Jim Gray, Microsoft Distinguished Engineer, before one of three telescopes at the Apache Point Observatory in New Mexico.
REDMOND, Wash., Oct. 6, 2003 — Finding a needle in a field of haystacks would be easier than the task that confronts Richard McMahon. A researcher at the Cambridge University Institute of Astronomy in England, McMahon is looking for 10 of the most distant celestial objects in the universe. And he needs to find them in the university's data library of 100 million astronomical objects.
The most practical way to narrow his search is to cross-reference Cambridge's data with another database, but that is on the other side of the Atlantic Ocean, at Johns Hopkins University in Baltimore.
Advances in scientific research tools are making dilemmas such as this all too common in astronomy and other sciences. Today's ultra-powerful telescopes double the amount of astronomical information available every year, creating data-management challenges that dwarf those faced by even the largest data-driven businesses. Astronomy databases now collectively hold about 200 terabytes (TBs) of data an amount equal to10 times the information in all the texts currently stored in the U.S. Library of Congress.
Hidden in this data are clues to many of astronomy's biggest, most tantalizing questions: how galaxies form, the shape and size of the universe, even the future of the universe itself. But finding the answers, many astronomers agree, requires better ways to conveniently and cost-effectively analyze these libraries of data and to unite disparate databases via the Internet -- in effect, to produce a virtual, worldwide telescope.
+===+
### [PROBLEMS TO SOLVE]
• 1. List every institution or company named in the article on astronomy databases.
• 2. Continue the article on astronomy databases from its last paragraph.

### [RECORDS SUPPLIED]
+===+
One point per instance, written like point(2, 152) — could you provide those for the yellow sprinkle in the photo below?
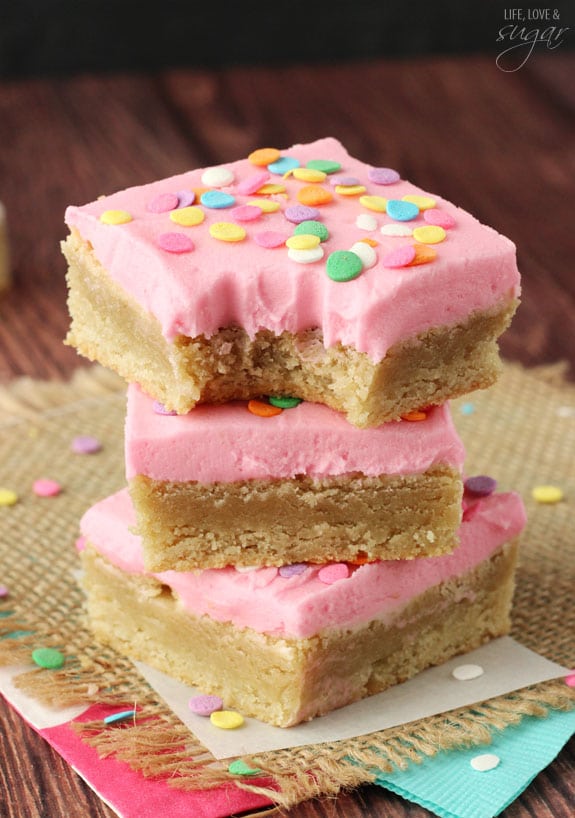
point(227, 231)
point(115, 217)
point(226, 719)
point(187, 216)
point(377, 203)
point(431, 234)
point(547, 494)
point(309, 175)
point(303, 241)
point(350, 190)
point(266, 205)
point(8, 497)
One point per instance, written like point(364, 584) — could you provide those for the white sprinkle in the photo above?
point(464, 673)
point(485, 762)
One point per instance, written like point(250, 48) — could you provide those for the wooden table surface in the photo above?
point(499, 144)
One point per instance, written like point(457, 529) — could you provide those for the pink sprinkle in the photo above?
point(400, 257)
point(163, 203)
point(253, 183)
point(439, 218)
point(246, 213)
point(46, 488)
point(333, 572)
point(175, 242)
point(270, 239)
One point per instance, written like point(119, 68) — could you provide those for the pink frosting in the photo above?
point(228, 443)
point(218, 284)
point(302, 605)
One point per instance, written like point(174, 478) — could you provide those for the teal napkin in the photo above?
point(448, 786)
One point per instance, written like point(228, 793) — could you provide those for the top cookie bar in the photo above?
point(304, 272)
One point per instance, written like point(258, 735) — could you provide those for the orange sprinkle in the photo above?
point(264, 156)
point(314, 195)
point(262, 409)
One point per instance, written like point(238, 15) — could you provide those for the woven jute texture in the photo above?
point(522, 432)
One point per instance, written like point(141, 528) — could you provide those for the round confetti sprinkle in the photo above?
point(226, 719)
point(217, 177)
point(8, 497)
point(383, 176)
point(86, 444)
point(401, 257)
point(187, 216)
point(313, 228)
point(485, 762)
point(397, 230)
point(270, 239)
point(480, 486)
point(175, 242)
point(115, 217)
point(205, 705)
point(264, 156)
point(402, 211)
point(430, 234)
point(294, 570)
point(547, 494)
point(163, 203)
point(333, 573)
point(300, 213)
point(227, 231)
point(217, 199)
point(465, 673)
point(48, 658)
point(314, 195)
point(284, 401)
point(343, 265)
point(377, 203)
point(46, 488)
point(239, 767)
point(325, 165)
point(439, 218)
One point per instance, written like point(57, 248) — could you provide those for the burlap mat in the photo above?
point(521, 431)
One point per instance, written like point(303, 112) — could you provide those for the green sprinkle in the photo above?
point(284, 401)
point(49, 658)
point(343, 265)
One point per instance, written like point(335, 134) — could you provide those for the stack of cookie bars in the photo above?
point(296, 532)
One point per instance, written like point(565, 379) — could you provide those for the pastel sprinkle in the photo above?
point(430, 234)
point(333, 573)
point(547, 494)
point(8, 497)
point(439, 218)
point(86, 444)
point(217, 199)
point(465, 673)
point(402, 211)
point(485, 762)
point(46, 488)
point(48, 658)
point(175, 242)
point(163, 202)
point(227, 231)
point(187, 216)
point(401, 257)
point(383, 176)
point(226, 719)
point(270, 239)
point(205, 705)
point(115, 217)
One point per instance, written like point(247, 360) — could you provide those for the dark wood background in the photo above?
point(499, 144)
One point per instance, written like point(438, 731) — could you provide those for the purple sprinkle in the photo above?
point(294, 570)
point(480, 486)
point(86, 444)
point(383, 176)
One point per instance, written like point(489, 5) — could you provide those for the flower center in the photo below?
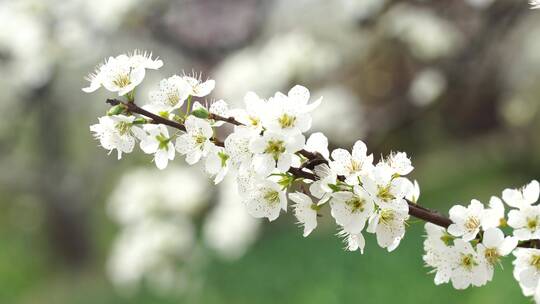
point(200, 139)
point(355, 166)
point(492, 255)
point(385, 193)
point(254, 121)
point(275, 148)
point(532, 223)
point(122, 80)
point(472, 223)
point(271, 196)
point(286, 121)
point(357, 204)
point(223, 157)
point(172, 98)
point(467, 261)
point(387, 215)
point(535, 261)
point(163, 141)
point(123, 127)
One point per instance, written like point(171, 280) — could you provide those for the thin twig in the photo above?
point(313, 159)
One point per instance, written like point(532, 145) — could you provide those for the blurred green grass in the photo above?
point(283, 266)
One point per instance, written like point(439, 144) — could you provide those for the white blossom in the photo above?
point(351, 210)
point(468, 267)
point(466, 220)
point(149, 248)
point(524, 197)
point(229, 229)
point(218, 107)
point(305, 211)
point(237, 146)
point(217, 163)
point(527, 271)
point(387, 190)
point(116, 132)
point(289, 115)
point(494, 216)
point(389, 226)
point(122, 73)
point(322, 187)
point(399, 163)
point(255, 109)
point(439, 254)
point(352, 165)
point(414, 192)
point(353, 241)
point(526, 222)
point(158, 142)
point(196, 142)
point(318, 143)
point(494, 246)
point(265, 200)
point(200, 88)
point(172, 92)
point(274, 150)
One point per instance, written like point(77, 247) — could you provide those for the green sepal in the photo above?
point(200, 113)
point(115, 110)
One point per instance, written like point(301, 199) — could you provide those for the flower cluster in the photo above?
point(467, 251)
point(272, 160)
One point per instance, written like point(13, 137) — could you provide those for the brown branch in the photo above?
point(313, 159)
point(133, 108)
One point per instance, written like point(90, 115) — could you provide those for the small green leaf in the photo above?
point(200, 113)
point(115, 110)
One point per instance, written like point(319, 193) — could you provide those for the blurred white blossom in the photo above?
point(427, 86)
point(427, 35)
point(229, 229)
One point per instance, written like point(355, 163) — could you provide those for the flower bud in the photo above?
point(200, 113)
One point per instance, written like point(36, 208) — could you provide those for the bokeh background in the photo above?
point(456, 84)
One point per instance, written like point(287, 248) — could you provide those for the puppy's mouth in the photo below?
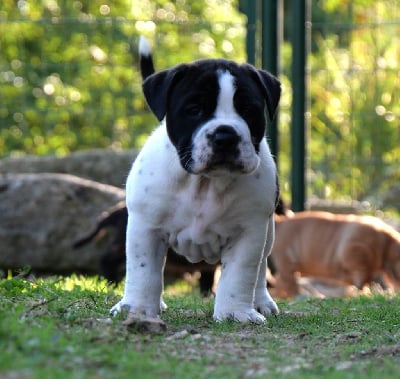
point(220, 152)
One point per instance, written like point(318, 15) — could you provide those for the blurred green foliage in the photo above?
point(69, 80)
point(69, 75)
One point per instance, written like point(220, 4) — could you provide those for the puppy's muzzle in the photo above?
point(224, 139)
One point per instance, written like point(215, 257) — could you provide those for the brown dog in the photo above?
point(348, 248)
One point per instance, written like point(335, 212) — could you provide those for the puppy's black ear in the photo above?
point(271, 88)
point(157, 87)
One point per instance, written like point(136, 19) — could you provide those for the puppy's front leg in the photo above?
point(145, 258)
point(236, 287)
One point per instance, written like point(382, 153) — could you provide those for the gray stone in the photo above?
point(101, 165)
point(41, 215)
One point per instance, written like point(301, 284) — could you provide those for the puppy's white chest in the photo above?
point(199, 228)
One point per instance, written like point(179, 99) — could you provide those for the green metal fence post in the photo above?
point(249, 8)
point(298, 141)
point(271, 24)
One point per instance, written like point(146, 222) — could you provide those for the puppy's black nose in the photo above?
point(224, 137)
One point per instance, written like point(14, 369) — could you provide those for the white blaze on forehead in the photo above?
point(225, 97)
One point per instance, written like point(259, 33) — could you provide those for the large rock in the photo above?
point(41, 215)
point(101, 165)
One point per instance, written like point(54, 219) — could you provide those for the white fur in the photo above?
point(227, 217)
point(144, 47)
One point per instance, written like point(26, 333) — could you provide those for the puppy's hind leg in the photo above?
point(263, 301)
point(236, 288)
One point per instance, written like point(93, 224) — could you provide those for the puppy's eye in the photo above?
point(194, 110)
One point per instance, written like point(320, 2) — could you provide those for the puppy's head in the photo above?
point(215, 113)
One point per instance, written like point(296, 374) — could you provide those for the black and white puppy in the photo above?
point(204, 184)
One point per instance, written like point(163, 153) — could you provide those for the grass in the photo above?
point(59, 328)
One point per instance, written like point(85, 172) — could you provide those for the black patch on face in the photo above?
point(192, 103)
point(187, 94)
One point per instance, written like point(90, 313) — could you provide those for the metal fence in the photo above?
point(69, 83)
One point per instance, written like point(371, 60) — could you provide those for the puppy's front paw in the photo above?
point(246, 315)
point(265, 304)
point(268, 308)
point(118, 308)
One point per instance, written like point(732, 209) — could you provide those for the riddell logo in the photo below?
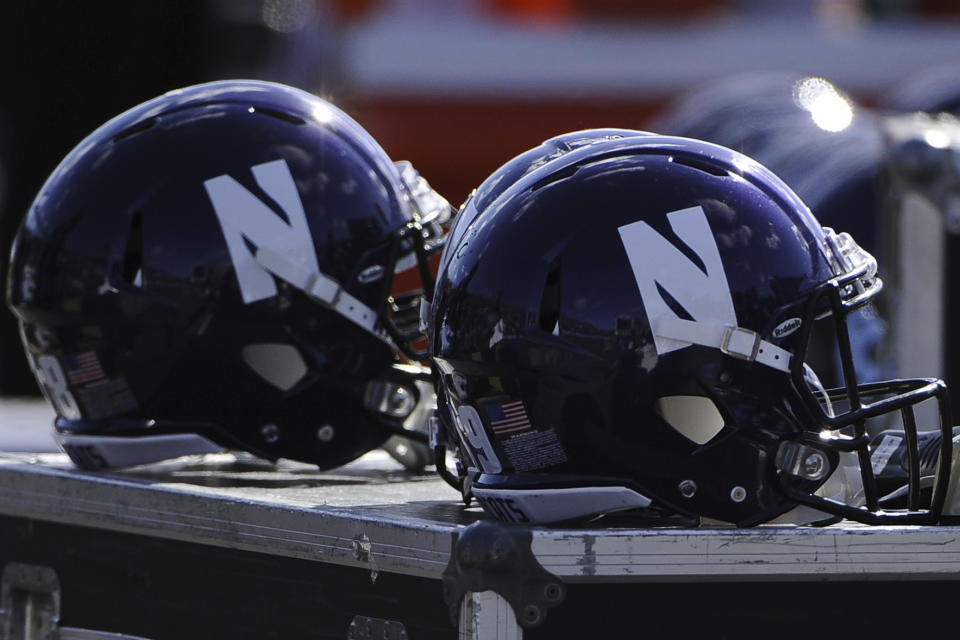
point(786, 327)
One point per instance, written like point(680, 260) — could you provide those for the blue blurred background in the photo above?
point(455, 86)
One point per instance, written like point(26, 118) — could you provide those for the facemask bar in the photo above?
point(864, 402)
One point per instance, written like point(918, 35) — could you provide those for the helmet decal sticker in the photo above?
point(470, 426)
point(53, 382)
point(656, 262)
point(785, 328)
point(243, 217)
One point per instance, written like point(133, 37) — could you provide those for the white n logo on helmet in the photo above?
point(656, 261)
point(281, 249)
point(703, 292)
point(244, 217)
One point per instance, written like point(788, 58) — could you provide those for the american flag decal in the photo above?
point(83, 368)
point(508, 418)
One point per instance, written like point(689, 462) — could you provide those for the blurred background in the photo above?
point(457, 86)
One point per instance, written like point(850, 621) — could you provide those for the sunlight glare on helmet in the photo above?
point(829, 110)
point(322, 113)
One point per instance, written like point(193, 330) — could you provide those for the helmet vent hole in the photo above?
point(133, 253)
point(550, 301)
point(133, 130)
point(562, 174)
point(279, 115)
point(700, 165)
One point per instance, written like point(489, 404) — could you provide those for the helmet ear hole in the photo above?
point(694, 417)
point(281, 365)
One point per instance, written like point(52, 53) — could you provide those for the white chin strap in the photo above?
point(734, 341)
point(107, 452)
point(321, 287)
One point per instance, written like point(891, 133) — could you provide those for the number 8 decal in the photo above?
point(54, 383)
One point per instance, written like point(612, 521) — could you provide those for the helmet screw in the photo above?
point(270, 433)
point(814, 466)
point(325, 433)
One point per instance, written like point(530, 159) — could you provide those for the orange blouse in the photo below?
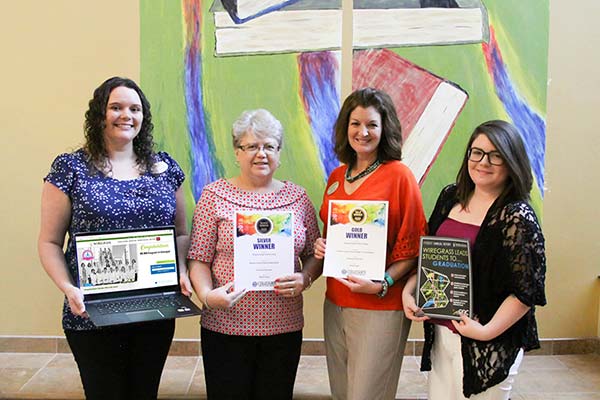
point(394, 182)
+===+
### [FINAL ANSWERS]
• 1. Microsoft, Apache Point Observatory, Cambridge University Institute of Astronomy, Johns Hopkins University, U.S. Library of Congress

• 2.
A growing number of scientific organizations are turning to Microsoft to help them achieve these goals. Astronomers say Microsoft technology and the know-how of its researchers are helping them transform the way they do their work, allowing them to do research better, faster and with fewer technical challenges than ever before. And to the joy of amateur astronomers, these technologies are providing unprecedented access to a nearly limitless stockpile of celestial data and information to anyone with an online connection.
The results so far speak for themselves:
A first-of-its kind Web portal that uses Microsoft .NET Technologies and Web-server software to unite or -- in scientific parlance -- "federate" astronomical data over the Internet, creating what is considered the first prototype of a virtual worldwide telescope.
One of astronomy's largest ongoing space surveys -- and a growing number of other research groups -- uses many of these and other Microsoft technologies to manage and provide professional and amateur astronomers access to their multi-gigabyte data catalogs.
"Microsoft technology is allowing us to easily manage and begin to federate the information within today's massive galactic databases in ways that weren't possible even a few years ago," says Alex Szalay, a theoretical cosmologist and astrophysics professor at Johns Hopkins and principal investigator for the National Virtual Observatory. "We now can handle all this data and put it to maximum use to begin to answer some of sciences most complex astronomical questions."
.NET Technologies Unite Astronomical Data Online
Among the questions are those that Cambridge's McMahon -- the researcher looking for 10 needles in the celestial haystacks -- hopes to answer. He is searching for details about the beginning of the universe by determining when specific chemical elements were formed. To do so, he wants to find 10 quasars, the bright centers of distant galaxies, at the edge of the universe. These will serve as search lights, illuminating other nearby objects. The data available to him at Cambridge is restricted to a survey captured in infrared light bands, in which quasars shine brightly. But he needs to cross-reference a similar survey captured in the optical bands, where quasars are faint. The comparison will dramatically narrow his search.
Cambridge doesn't have an optical survey, meaning McMahon will have to use databases both from Cambridge and from other locations -- and it's not convenient to put all of this data in one place.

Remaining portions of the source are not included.